Pointing records:
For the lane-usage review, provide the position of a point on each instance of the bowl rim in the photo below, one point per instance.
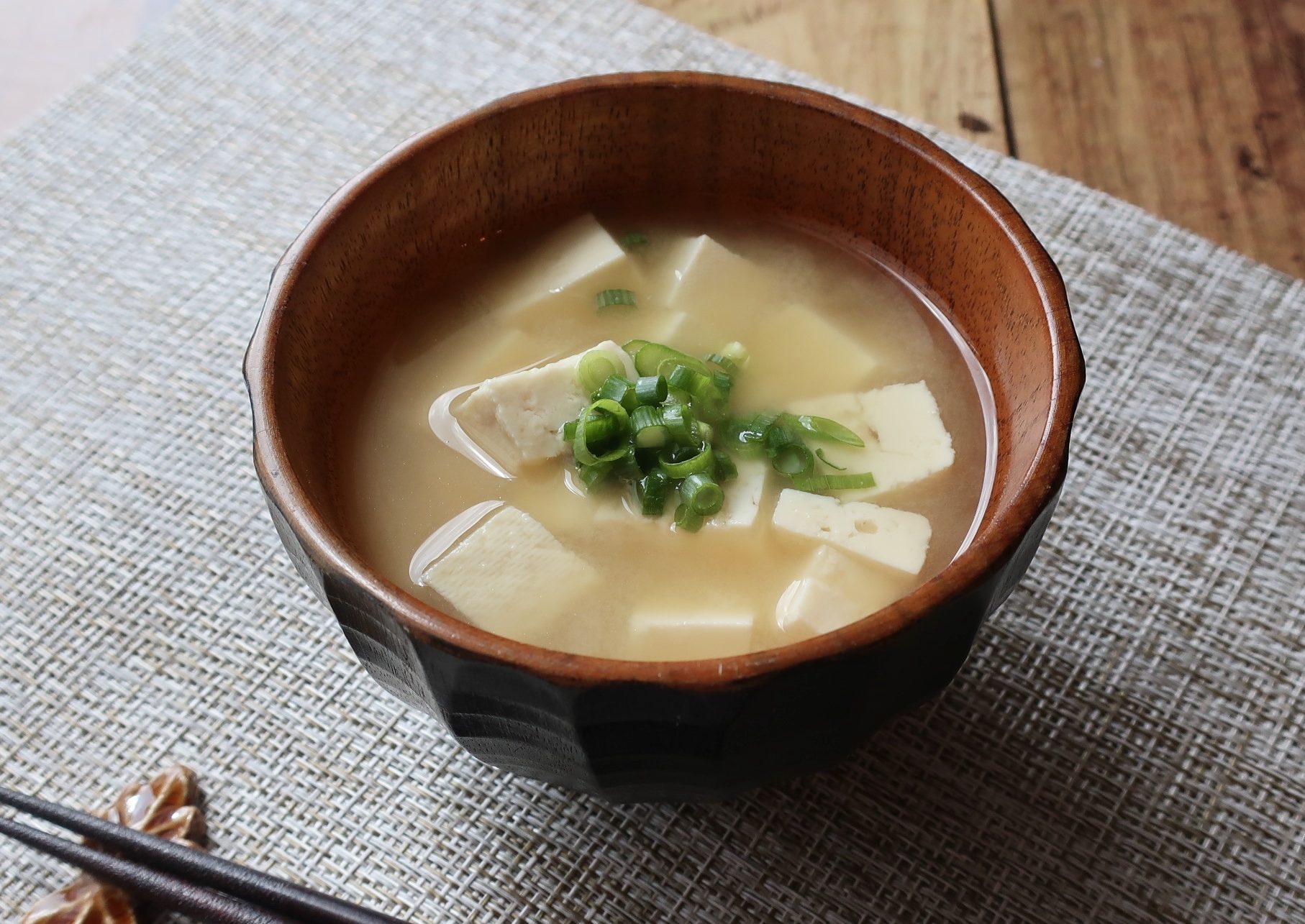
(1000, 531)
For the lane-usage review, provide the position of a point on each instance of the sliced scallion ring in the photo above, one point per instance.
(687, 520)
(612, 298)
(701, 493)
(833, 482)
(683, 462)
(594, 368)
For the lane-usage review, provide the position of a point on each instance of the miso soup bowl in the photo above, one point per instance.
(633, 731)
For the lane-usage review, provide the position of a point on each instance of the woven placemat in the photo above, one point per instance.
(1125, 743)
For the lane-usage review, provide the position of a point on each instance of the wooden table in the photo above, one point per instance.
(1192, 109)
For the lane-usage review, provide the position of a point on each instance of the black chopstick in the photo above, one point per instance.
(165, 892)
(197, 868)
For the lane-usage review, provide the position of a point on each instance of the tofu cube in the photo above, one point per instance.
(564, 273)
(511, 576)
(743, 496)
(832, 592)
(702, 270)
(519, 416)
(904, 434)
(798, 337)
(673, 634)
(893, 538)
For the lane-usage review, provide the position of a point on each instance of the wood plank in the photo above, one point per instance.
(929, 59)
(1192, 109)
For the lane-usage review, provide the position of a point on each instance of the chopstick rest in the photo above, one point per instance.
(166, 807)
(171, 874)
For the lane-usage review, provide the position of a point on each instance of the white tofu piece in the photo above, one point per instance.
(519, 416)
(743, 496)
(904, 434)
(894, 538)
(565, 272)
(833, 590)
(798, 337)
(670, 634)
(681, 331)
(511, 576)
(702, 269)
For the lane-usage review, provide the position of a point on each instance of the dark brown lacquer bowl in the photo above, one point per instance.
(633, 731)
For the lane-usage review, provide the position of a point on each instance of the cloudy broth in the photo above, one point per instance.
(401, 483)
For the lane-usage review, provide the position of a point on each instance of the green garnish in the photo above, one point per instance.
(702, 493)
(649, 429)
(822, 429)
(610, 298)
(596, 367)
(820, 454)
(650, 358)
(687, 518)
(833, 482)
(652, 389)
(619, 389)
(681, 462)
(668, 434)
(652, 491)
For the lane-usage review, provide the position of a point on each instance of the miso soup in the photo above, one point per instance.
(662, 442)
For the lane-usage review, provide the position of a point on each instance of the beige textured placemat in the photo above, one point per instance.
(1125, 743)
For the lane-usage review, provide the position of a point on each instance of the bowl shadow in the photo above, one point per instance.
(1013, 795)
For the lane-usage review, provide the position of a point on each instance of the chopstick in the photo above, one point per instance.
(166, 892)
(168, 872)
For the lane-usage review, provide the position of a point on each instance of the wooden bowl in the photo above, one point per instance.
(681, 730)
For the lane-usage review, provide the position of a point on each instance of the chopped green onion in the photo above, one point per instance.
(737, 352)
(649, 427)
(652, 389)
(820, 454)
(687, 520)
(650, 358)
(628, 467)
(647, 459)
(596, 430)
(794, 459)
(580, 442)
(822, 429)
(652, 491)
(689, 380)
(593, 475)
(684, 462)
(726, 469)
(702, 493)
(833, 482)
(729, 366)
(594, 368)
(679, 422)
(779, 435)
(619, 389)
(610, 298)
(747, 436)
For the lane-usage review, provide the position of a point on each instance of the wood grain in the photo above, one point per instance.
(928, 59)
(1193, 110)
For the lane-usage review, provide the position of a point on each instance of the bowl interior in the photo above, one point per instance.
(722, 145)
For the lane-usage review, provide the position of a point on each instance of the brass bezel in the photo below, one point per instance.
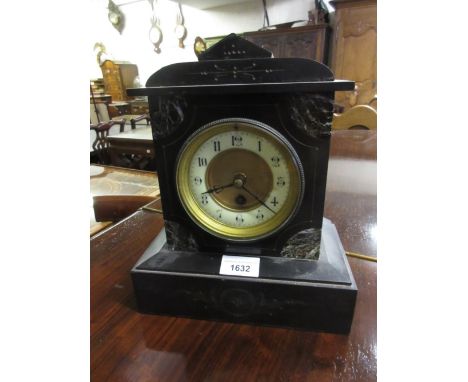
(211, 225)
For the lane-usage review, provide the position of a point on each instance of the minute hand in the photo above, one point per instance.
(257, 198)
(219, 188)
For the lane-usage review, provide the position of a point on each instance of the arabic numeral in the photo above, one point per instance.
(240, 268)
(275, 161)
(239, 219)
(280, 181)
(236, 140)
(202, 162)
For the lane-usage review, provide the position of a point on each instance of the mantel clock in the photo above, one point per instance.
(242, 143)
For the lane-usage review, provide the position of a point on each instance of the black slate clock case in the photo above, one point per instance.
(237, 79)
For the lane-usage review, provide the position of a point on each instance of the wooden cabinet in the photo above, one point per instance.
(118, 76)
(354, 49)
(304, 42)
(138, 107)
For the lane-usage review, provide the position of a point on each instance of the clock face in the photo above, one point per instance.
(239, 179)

--

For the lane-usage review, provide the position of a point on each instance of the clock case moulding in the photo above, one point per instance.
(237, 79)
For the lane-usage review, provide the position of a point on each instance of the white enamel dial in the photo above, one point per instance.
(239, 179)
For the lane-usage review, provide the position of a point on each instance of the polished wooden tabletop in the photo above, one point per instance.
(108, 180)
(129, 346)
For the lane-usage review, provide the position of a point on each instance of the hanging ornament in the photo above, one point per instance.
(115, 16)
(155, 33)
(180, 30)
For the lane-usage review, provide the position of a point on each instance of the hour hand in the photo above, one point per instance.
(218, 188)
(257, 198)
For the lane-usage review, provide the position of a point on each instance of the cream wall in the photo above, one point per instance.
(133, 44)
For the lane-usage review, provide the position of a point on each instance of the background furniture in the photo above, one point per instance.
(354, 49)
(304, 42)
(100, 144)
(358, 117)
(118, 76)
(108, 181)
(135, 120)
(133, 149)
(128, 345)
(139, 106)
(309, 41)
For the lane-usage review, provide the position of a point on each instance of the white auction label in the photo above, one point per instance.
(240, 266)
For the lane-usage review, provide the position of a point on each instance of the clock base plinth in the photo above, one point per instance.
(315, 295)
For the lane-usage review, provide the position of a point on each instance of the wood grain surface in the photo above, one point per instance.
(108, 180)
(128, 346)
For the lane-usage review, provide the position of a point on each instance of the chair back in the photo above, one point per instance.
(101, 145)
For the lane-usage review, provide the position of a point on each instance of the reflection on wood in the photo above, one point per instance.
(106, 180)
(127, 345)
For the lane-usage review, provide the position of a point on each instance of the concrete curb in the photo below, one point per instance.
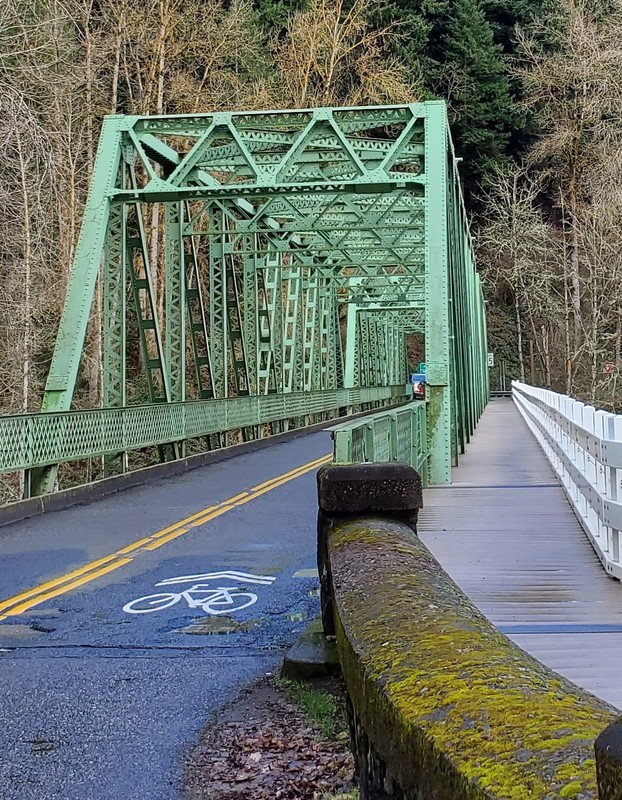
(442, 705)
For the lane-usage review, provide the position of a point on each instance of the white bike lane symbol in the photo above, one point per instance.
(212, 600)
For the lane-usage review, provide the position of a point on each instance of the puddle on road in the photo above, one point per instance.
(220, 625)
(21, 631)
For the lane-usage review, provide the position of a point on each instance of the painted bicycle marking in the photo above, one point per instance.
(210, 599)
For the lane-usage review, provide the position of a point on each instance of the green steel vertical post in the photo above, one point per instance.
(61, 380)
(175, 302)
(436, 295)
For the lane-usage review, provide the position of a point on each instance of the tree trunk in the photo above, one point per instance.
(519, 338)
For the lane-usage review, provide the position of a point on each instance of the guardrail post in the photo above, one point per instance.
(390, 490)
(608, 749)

---

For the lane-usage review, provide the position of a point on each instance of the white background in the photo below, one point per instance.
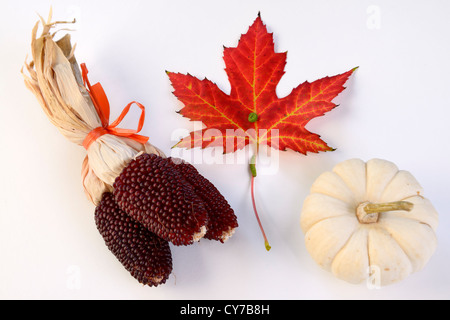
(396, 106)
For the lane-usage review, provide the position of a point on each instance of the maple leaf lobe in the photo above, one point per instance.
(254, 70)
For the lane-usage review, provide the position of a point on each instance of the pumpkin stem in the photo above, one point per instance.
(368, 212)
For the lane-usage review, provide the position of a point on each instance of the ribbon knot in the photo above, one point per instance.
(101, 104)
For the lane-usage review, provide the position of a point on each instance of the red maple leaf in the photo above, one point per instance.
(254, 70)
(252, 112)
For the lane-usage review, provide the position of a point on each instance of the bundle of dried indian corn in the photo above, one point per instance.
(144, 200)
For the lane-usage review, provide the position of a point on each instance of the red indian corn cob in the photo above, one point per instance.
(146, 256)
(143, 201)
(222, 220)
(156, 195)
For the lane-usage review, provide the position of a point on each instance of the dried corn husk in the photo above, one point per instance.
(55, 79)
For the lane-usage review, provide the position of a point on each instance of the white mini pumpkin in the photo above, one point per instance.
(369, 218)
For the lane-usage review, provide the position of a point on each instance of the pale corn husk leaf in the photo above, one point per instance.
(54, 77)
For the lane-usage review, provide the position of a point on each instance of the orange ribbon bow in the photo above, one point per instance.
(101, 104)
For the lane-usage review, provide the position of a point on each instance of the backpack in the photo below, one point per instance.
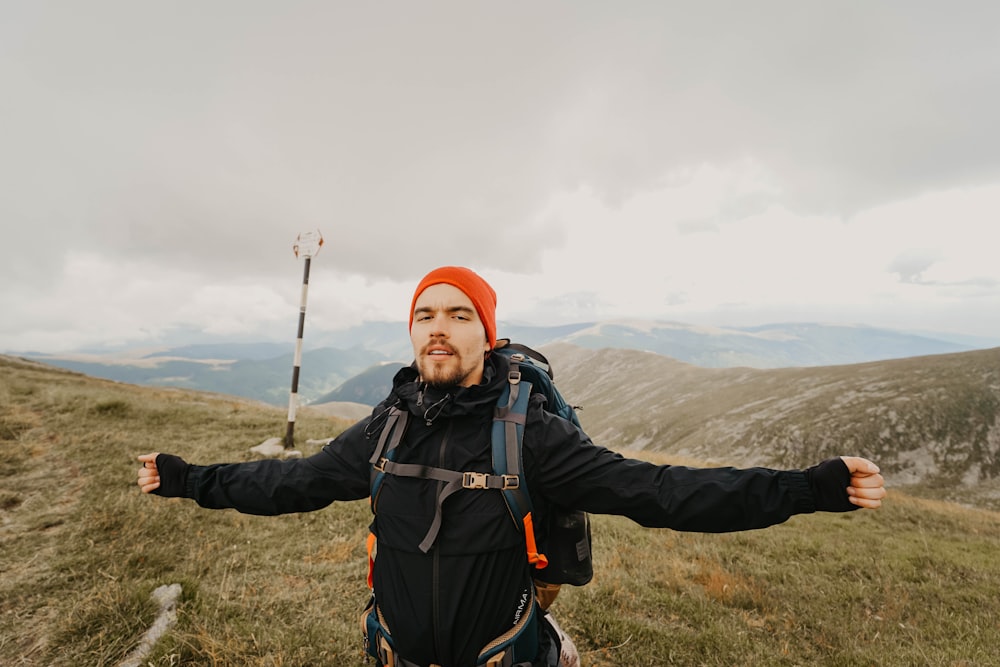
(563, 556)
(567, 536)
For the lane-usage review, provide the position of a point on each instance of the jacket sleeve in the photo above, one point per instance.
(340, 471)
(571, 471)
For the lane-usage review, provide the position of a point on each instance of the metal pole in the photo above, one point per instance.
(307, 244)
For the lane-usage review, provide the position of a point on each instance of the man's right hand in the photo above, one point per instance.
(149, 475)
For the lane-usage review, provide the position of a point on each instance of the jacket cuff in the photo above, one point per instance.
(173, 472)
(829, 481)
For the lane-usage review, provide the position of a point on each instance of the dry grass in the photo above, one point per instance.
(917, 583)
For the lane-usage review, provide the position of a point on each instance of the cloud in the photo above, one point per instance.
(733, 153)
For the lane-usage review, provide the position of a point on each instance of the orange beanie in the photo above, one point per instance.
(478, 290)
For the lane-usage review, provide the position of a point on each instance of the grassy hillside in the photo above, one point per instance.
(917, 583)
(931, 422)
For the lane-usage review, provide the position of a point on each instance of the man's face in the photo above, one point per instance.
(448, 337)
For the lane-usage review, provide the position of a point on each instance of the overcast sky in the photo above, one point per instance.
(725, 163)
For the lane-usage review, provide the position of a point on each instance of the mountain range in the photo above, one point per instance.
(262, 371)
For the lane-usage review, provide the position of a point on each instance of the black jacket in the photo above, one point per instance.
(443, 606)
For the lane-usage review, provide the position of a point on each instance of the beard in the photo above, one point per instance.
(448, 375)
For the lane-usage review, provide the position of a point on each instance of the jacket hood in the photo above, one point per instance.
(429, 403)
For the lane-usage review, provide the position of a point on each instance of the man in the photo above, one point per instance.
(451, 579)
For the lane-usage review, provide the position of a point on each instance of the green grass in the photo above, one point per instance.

◆ INSTRUCTIONS TO FOLLOW
Lay out as a numbered list the lines of data starting at the line that contains "the jacket hood" and ending at the line that contains "the green grass". Leave out any blank lines.

◆ WRITTEN SOLUTION
1. For the lane-usage review, provide the position of a point on each instance of the jacket hood in the photo above, one point per instance.
2. (429, 403)
3. For the lane-usage review, provide the position of a point on each instance of the man in the photo above, one point per instance.
4. (451, 579)
5. For the lane-usage review, provide the position of a point on each instance of the green grass in the photo above, one point per instance.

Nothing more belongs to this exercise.